TEXT:
::::
Act 1
Discovery Questions
~20 min
Act 2
Six Essential Ideas
~25 min
Act 1: Discovery Questions
The rules: Short, casual, messy — all fine. Do not edit. Do not polish. Do not second-guess. Think of it like talking to a friend about your work, not writing a grant. Your honest voice is the raw material.
Your Work & Practice
1. What’s the name you create under?
2. What do you make? Describe it like you’re explaining to someone who’s never seen it.
3. How long have you been making this? Has it evolved or circled the same obsession?
4. What experience do you create for the person who encounters your work? Not what they see — what they feel.
5. What’s the creative thread connecting everything you make?
Your Audience
6. Who’s your ideal audience, really? Not “everyone” — the specific person who connects deeply.
7. Where do they currently discover work like yours?
8. What other artists/creators does your ideal audience already follow?
9. When someone becomes a real fan — what was the moment? What did they encounter first?
10. Does your work create community?
Your Differentiation
11. Who are your creative neighbors? (If someone liked your work, who else might they like?)
12. What makes you NOT interchangeable with those neighbors?
13. What would make someone pass on your work, even if it’s their thing?
14. Describe your creative process in three words.
Your Story & Values
15. What personal values show up in your work, whether you intend them to or not?
16. If your creative practice were a person, what personality would they have?
17. What made you start? The origin story.
18. Three things you want to be known for.
19. If your work had a mission beyond your own expression, what would it be?
Your Presence & Goals
20. How do you currently show up online?
21. What 5 words would your ideal audience search to find someone like you?
22. Are there platform rules or constraints that affect how you share your work?
23. “You have to check this out — it’s…” (How do you want people to describe your work?)
24. A year from now, what would “this is working” look like?
25. How will you measure that?
What happens next: After you finish, we’ll learn six essential concepts that explain why these questions matter. Then I’ll pick one volunteer’s answers and walk through the full AI process live — so you can see how raw honesty becomes real strategy.
Six Essential Ideas
The foundation everything else in this workshop builds on. Keep this page as your reference.
1/6
What’s It For?
Not what medium you work in — what change does your work make in someone’s life? Two painters on the same block answer this completely differently. Trying to be both confuses everyone.
::::
DATA TO EXAMINE:
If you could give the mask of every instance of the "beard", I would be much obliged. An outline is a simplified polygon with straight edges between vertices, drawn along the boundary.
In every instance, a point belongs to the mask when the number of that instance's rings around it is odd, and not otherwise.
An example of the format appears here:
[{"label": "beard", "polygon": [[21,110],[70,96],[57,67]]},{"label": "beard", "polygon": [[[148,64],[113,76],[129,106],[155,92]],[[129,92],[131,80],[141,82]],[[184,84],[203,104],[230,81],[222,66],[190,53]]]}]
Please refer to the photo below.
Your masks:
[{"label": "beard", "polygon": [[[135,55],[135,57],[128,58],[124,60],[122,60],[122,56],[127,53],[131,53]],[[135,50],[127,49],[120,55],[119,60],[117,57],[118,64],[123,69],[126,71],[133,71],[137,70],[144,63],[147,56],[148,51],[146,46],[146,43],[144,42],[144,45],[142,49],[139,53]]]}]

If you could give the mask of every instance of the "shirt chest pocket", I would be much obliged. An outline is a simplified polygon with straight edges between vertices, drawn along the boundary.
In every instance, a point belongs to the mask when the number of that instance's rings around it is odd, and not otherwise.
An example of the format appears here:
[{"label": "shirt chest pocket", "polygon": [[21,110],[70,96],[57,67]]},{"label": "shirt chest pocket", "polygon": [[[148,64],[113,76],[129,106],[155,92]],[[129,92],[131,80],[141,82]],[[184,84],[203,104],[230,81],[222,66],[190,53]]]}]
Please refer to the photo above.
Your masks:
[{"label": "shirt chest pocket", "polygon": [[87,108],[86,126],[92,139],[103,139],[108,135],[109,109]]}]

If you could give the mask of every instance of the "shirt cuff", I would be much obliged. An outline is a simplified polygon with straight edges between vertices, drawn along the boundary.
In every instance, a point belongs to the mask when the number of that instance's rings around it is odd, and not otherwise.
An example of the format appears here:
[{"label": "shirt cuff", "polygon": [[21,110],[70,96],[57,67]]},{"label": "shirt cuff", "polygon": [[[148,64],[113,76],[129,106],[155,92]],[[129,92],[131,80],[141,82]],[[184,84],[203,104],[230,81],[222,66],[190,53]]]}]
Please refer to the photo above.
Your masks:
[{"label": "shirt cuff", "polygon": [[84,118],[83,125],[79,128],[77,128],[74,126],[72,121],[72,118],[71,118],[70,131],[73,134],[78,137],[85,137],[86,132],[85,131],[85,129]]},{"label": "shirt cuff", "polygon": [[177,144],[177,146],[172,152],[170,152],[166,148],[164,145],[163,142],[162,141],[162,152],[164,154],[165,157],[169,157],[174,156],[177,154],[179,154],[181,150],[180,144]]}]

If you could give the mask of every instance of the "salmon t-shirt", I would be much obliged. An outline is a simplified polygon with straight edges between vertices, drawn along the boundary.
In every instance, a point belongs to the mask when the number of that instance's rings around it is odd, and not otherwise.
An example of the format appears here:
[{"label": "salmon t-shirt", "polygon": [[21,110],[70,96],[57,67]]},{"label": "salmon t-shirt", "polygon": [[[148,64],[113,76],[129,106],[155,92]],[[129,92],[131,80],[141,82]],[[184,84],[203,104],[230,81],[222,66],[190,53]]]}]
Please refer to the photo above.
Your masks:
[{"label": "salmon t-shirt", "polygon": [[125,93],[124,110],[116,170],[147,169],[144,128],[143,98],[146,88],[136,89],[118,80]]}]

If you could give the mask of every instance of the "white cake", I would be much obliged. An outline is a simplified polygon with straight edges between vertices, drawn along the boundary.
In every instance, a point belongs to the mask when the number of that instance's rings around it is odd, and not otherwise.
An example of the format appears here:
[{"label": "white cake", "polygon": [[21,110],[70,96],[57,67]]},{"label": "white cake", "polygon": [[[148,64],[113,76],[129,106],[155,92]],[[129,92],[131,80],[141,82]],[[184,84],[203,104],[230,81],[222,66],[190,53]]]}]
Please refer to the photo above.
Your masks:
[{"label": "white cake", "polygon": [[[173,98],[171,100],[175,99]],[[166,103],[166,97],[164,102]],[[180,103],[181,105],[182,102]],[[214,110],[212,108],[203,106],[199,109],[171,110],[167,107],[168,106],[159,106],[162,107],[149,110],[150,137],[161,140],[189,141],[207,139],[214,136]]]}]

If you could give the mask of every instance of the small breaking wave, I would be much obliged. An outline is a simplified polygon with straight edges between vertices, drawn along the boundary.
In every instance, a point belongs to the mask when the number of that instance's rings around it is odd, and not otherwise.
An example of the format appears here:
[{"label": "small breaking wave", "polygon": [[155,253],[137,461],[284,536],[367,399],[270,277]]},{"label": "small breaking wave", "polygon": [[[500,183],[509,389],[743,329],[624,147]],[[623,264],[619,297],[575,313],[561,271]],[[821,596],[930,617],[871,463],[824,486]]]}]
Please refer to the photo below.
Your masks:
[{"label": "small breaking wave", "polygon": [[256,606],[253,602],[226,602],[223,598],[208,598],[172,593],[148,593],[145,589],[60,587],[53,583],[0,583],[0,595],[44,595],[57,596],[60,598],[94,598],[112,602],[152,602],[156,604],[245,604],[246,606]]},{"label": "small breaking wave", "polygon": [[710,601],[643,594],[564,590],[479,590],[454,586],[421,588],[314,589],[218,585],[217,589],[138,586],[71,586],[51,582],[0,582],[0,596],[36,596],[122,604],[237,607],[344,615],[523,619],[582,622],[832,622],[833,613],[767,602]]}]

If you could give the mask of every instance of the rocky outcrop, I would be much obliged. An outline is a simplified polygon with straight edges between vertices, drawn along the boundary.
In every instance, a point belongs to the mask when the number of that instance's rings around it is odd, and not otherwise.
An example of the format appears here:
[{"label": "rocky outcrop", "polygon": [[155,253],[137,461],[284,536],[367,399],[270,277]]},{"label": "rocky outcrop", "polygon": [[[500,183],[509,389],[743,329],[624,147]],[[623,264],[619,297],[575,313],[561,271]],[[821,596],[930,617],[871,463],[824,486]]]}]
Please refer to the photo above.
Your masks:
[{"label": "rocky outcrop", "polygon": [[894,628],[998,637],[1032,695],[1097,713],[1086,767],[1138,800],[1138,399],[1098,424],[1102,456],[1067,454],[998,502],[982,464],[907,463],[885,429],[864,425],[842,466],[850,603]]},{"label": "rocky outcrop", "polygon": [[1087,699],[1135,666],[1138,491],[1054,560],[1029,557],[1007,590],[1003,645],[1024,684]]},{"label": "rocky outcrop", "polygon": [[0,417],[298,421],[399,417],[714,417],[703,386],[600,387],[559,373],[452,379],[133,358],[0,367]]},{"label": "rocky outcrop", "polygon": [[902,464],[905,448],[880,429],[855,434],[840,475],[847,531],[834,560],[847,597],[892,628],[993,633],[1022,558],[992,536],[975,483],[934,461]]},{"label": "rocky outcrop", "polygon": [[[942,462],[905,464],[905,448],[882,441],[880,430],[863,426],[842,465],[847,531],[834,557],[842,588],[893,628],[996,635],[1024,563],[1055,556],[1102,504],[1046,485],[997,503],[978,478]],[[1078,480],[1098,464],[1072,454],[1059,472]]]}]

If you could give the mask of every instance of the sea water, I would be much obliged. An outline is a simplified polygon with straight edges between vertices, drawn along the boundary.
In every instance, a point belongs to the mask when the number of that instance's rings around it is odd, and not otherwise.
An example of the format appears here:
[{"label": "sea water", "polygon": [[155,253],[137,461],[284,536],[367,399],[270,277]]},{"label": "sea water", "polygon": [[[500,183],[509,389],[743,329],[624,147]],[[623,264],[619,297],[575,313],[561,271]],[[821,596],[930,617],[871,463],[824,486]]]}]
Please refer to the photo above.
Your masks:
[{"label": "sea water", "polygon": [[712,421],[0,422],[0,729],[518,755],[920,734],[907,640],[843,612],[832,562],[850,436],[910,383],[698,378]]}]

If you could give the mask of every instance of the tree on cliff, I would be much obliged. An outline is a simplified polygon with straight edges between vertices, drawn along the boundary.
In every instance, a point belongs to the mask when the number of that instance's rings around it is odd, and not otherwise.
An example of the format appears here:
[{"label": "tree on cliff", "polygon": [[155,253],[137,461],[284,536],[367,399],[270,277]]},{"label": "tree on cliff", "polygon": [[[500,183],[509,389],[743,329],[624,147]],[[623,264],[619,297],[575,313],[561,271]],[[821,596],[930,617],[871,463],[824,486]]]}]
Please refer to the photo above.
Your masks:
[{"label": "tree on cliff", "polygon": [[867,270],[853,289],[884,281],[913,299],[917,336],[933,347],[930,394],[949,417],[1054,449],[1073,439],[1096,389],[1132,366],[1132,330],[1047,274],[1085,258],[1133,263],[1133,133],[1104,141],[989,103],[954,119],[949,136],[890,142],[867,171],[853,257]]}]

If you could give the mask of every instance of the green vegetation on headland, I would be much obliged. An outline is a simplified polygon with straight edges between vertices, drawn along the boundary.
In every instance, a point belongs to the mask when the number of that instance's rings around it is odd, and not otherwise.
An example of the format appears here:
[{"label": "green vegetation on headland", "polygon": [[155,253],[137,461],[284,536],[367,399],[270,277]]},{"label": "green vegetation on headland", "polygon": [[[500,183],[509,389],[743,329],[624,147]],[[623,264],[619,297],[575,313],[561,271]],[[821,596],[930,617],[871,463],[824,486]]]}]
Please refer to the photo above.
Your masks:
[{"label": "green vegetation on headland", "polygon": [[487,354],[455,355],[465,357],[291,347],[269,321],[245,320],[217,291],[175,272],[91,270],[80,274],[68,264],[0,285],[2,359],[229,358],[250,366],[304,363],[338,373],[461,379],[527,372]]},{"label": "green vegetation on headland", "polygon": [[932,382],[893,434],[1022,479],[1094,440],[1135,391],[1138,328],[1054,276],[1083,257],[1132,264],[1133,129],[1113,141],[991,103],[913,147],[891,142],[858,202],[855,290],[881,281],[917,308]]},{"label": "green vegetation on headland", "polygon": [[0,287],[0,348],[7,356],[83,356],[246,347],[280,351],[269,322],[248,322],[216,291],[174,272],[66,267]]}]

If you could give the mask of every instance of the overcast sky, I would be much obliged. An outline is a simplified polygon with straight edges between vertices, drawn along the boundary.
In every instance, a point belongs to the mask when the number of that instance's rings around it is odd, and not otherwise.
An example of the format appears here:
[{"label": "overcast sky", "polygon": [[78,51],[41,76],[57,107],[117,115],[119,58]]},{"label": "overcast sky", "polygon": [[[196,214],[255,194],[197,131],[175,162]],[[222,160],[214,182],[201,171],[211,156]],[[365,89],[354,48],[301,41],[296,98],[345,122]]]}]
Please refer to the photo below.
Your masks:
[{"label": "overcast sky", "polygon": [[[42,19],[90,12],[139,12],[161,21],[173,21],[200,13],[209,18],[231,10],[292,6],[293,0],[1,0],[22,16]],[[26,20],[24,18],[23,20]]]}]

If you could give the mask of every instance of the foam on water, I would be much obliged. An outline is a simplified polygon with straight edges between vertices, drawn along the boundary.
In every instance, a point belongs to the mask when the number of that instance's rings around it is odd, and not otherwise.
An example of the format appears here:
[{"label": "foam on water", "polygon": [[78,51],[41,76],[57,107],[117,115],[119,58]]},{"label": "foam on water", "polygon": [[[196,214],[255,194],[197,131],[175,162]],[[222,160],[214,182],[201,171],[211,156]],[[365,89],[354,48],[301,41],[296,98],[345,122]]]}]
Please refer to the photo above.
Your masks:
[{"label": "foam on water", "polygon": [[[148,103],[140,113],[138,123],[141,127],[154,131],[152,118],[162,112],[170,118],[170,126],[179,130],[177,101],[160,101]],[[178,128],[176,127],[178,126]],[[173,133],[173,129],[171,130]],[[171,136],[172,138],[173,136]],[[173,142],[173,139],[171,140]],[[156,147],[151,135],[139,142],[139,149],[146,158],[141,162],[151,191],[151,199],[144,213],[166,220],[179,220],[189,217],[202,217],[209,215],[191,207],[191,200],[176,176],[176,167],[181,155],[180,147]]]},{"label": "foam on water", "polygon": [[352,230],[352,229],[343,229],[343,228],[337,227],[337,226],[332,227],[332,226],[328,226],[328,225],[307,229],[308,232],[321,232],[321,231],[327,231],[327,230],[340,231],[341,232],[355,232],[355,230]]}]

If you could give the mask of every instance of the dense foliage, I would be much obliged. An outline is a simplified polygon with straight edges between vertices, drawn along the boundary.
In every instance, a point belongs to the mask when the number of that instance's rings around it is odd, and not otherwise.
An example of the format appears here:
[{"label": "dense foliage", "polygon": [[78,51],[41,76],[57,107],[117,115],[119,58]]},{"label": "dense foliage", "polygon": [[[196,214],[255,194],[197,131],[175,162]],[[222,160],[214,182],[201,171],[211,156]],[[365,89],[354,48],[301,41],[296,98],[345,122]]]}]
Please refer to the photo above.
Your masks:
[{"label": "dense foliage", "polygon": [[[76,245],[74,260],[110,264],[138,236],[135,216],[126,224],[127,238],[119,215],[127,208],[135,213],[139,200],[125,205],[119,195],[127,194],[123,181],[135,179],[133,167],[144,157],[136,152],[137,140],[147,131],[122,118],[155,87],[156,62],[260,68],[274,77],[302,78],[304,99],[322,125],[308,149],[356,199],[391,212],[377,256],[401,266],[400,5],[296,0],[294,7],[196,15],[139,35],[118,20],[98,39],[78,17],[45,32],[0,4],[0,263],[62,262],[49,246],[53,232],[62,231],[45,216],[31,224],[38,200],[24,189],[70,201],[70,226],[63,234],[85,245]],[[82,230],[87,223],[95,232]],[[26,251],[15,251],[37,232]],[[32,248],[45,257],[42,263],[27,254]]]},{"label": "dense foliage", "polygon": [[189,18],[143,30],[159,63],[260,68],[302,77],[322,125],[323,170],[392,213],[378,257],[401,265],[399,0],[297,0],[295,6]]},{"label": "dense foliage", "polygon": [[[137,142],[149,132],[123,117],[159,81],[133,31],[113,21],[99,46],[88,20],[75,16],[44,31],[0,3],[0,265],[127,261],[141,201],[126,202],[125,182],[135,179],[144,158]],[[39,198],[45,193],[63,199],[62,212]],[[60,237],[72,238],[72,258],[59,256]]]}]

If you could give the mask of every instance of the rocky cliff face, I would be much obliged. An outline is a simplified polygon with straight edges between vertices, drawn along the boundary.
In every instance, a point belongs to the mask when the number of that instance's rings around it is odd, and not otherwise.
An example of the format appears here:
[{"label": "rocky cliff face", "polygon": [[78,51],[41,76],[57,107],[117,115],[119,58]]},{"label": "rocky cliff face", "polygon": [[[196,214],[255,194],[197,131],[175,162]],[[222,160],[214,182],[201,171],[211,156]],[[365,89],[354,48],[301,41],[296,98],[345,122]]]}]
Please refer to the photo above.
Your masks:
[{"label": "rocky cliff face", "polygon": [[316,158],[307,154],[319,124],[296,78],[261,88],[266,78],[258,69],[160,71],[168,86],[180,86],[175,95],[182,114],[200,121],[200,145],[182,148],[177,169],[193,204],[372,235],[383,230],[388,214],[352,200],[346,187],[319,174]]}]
::::
EXPLORE THE MATERIAL:
1) Quote the workshop text from "8. What other" to "might they like?)".
2) Extend the workshop text on creative practice and audience, starting right after its last sentence.

ANSWERS PER TASK:
1)
8. What other artists/creators does your ideal audience already follow?
9. When someone becomes a real fan — what was the moment? What did they encounter first?
10. Does your work create community?
Your Differentiation
11. Who are your creative neighbors? (If someone liked your work, who else might they like?)

2)
→ What happens inside someone when they experience your work?
2/6
Not Everyone. Someone.
“Everyone” is not an audience. The ceramicist making wild pieces that 80% walk past — but the other 20% say “where have you been?” — builds a career. One top-40 hit, $350M in revenue.
→ Who would genuinely miss your work if you stopped making it?
3/6
Your Creative Territory
Think of a map with two axes your audience cares about. Find the intersection no one else has claimed. A letterpress printer doesn’t compete with Canva. Your neighbors are context, not competition.
→ If you drew a map of everything your audience could choose, where’s your flag?
4/6
Making Work People Can’t Ignore
Comfort doesn’t make someone stop scrolling. Tension does — the gap between what someone expected and what they got. For artists: recognition, surprise, and belonging are your forms of tension.
→ When someone encounters your work, what can’t they ignore?
5/6
Your Work Delivers on Its Promise
Quality means keeping the specific promise you made. A hand-bound zine can be higher quality than a $5,000 painting — if it delivers what its audience needs. Different audiences, different specs.
→ What is your work promising — and are you keeping that promise every time?
6/6
What Your Prices Say About Your Work
Underpricing is a signal that says “I don’t think this is worth much.” At $45 cost: $50 = $5 profit, $150 = $105 profit (21× more). That difference funds the creative life that lets you keep making work.
→ What story do your prices tell? Are they funding the life you need?
What the AI Builds — The Brand Intelligence Document
During the live demo, watch for these sections. When you build your own at home, this is what you’re creating.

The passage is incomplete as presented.